[Entries from an annotation dataset]
= = = = = = =

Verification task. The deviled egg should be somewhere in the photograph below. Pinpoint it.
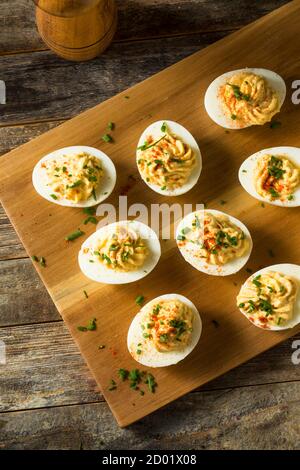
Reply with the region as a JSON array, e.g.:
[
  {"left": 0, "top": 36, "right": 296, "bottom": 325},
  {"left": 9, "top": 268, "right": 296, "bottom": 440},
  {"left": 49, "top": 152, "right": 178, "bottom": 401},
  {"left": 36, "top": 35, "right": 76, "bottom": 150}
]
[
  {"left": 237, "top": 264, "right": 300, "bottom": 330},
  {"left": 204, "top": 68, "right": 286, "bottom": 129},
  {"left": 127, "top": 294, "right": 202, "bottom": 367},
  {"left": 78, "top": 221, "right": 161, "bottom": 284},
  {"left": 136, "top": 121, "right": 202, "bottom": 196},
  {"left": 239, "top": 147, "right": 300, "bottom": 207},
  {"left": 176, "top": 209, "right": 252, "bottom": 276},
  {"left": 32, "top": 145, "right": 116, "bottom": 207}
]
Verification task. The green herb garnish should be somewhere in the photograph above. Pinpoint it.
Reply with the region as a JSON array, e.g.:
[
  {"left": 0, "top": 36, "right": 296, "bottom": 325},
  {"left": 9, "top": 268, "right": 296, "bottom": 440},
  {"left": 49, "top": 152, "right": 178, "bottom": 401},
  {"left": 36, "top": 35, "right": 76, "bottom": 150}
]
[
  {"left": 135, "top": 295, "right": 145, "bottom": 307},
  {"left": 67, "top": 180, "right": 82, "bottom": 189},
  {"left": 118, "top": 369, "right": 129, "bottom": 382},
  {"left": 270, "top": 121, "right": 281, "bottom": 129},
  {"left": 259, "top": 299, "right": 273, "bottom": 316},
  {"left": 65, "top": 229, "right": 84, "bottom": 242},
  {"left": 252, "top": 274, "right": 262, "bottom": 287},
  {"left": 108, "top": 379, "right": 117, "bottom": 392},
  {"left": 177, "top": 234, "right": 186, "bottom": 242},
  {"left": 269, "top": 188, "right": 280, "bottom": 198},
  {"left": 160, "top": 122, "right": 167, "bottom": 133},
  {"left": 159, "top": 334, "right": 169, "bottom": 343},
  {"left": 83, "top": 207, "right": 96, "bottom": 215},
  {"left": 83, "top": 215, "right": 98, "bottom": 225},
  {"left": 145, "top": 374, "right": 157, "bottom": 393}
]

= = = = = = =

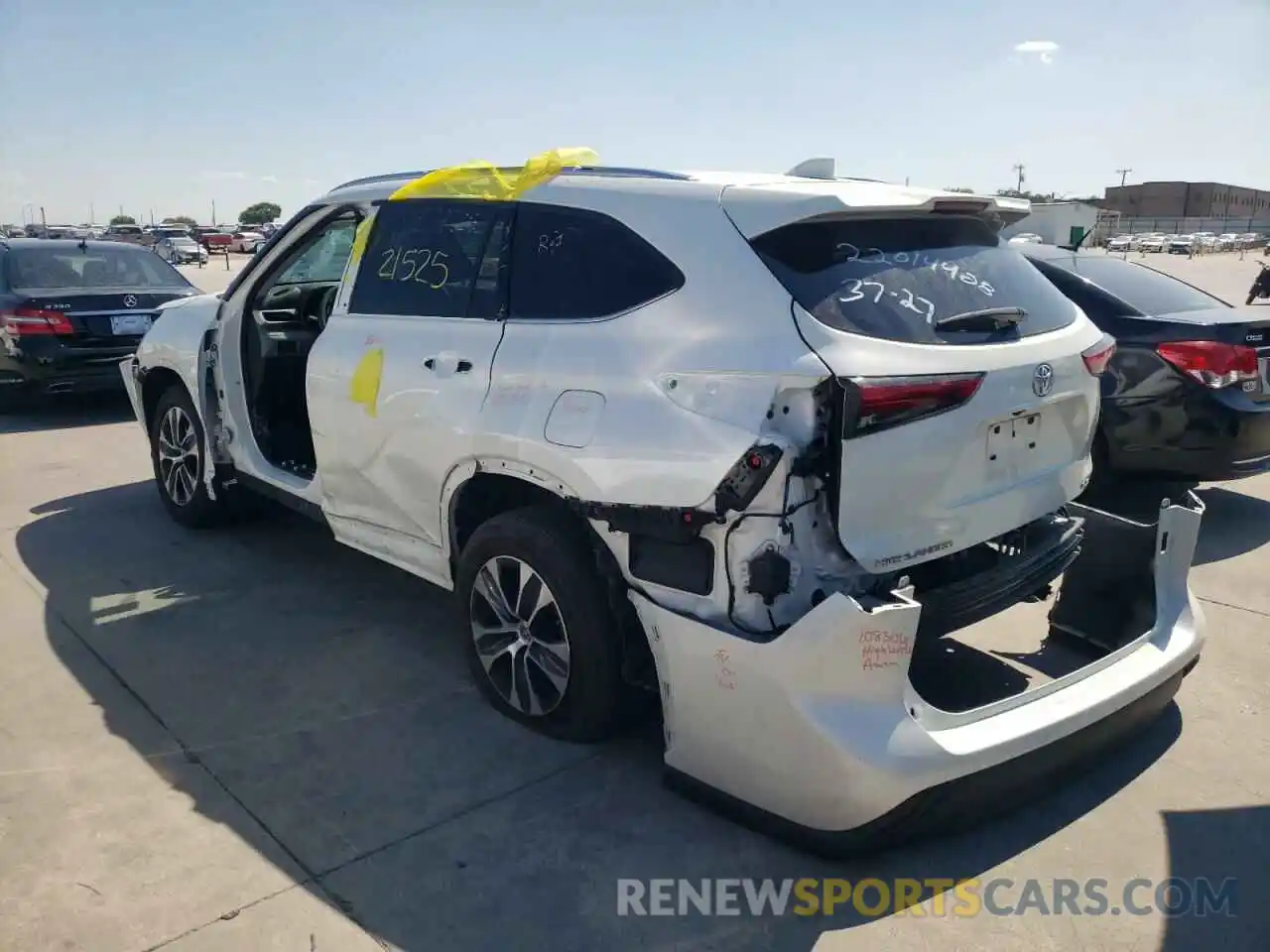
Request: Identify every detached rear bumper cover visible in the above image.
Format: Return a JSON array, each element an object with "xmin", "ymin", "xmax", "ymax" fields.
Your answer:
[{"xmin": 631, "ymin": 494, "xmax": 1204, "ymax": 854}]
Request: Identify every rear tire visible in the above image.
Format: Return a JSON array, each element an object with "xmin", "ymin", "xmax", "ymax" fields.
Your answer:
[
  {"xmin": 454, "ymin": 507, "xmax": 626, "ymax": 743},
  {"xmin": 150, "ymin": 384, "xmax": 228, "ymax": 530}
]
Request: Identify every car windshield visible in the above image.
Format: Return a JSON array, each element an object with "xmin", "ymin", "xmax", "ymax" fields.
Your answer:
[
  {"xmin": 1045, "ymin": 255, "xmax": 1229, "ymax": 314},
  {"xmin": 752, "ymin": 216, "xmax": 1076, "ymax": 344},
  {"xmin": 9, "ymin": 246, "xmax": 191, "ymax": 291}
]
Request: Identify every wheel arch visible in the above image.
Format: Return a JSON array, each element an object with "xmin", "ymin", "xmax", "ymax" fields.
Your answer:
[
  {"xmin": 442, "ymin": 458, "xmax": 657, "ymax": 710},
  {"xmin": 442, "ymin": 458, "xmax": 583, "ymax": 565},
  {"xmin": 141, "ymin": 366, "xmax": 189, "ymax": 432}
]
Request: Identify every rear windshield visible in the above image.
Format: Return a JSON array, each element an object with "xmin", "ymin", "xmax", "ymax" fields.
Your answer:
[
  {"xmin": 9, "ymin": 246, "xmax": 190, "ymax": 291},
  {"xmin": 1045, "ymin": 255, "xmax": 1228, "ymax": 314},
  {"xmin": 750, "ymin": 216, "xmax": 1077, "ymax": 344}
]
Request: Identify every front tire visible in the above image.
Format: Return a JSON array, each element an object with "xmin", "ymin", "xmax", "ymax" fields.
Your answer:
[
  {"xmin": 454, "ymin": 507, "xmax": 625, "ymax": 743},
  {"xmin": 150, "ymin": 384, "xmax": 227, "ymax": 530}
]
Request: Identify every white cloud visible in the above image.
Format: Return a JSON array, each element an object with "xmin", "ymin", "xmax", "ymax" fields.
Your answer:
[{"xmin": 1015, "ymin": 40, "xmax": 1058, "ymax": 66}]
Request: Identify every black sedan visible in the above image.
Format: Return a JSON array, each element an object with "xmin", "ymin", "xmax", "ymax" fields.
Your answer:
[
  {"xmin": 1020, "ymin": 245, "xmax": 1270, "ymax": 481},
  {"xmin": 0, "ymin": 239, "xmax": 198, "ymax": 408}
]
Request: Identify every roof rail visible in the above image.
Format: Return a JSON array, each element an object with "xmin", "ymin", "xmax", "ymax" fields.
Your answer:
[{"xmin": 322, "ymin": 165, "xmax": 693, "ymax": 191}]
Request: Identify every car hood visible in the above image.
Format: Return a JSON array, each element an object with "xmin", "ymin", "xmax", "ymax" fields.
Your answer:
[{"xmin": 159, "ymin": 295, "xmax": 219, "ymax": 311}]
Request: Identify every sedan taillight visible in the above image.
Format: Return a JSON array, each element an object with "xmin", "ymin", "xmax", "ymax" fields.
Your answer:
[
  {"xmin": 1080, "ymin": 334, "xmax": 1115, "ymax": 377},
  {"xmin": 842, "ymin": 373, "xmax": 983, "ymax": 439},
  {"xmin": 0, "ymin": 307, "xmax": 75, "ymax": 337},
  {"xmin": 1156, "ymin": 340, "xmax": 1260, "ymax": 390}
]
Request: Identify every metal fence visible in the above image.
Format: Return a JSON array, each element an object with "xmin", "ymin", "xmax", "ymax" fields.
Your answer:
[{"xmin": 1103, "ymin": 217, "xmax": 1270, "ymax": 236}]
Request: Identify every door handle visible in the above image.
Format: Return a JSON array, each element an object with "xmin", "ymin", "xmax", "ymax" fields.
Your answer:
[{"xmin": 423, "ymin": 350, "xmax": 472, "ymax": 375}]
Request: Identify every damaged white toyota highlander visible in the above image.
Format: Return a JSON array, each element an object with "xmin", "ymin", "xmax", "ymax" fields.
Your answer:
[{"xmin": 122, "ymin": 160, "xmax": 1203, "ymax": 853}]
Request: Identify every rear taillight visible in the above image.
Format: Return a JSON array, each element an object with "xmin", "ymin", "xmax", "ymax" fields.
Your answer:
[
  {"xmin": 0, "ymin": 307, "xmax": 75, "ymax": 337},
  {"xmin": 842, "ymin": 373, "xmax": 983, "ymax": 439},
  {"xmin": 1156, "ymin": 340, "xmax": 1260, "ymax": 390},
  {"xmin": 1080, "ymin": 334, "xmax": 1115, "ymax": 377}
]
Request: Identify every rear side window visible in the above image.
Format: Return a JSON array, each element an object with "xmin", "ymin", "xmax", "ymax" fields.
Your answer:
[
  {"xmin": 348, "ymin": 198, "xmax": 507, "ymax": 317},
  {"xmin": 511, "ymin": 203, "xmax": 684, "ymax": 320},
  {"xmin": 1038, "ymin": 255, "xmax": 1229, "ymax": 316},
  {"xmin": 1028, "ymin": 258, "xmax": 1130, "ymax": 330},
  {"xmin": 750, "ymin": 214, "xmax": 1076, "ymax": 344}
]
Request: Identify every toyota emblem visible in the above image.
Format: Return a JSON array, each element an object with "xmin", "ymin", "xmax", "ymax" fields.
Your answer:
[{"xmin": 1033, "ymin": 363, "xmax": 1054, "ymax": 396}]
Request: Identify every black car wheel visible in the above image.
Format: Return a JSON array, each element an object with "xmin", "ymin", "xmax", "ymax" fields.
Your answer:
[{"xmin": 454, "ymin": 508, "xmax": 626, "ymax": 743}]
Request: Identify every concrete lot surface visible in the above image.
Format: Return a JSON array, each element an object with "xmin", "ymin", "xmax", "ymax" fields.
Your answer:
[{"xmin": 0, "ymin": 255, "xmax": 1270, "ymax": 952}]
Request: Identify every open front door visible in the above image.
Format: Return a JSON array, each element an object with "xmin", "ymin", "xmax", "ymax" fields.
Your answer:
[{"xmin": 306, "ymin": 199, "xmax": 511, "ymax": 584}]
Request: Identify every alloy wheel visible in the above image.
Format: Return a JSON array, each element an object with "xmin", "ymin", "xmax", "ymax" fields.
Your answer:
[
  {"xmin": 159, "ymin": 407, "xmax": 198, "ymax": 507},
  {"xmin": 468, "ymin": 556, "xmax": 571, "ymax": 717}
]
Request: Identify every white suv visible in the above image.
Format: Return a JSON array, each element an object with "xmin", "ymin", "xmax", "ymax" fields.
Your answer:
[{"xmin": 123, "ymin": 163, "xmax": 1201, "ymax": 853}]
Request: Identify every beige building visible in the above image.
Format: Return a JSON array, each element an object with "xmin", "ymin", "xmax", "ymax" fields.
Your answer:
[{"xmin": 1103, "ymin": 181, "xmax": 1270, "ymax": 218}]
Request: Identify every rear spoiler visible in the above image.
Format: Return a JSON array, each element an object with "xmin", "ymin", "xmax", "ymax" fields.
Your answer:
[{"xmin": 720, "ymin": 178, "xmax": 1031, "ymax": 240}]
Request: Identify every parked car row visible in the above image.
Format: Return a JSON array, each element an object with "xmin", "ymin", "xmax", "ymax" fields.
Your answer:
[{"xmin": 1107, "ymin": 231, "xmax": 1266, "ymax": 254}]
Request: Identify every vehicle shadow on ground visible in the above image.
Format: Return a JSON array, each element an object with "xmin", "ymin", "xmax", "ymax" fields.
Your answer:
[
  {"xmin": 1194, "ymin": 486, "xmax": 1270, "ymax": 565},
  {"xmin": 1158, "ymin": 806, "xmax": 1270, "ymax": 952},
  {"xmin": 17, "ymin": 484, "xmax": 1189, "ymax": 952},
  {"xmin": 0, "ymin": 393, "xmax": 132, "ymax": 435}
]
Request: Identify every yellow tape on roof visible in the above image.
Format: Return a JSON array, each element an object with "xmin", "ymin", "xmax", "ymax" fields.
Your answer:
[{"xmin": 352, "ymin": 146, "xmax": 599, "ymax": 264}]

= = = = = = =

How many lines in the records above contain the string "door"? Case counts; reply with the number alone.

2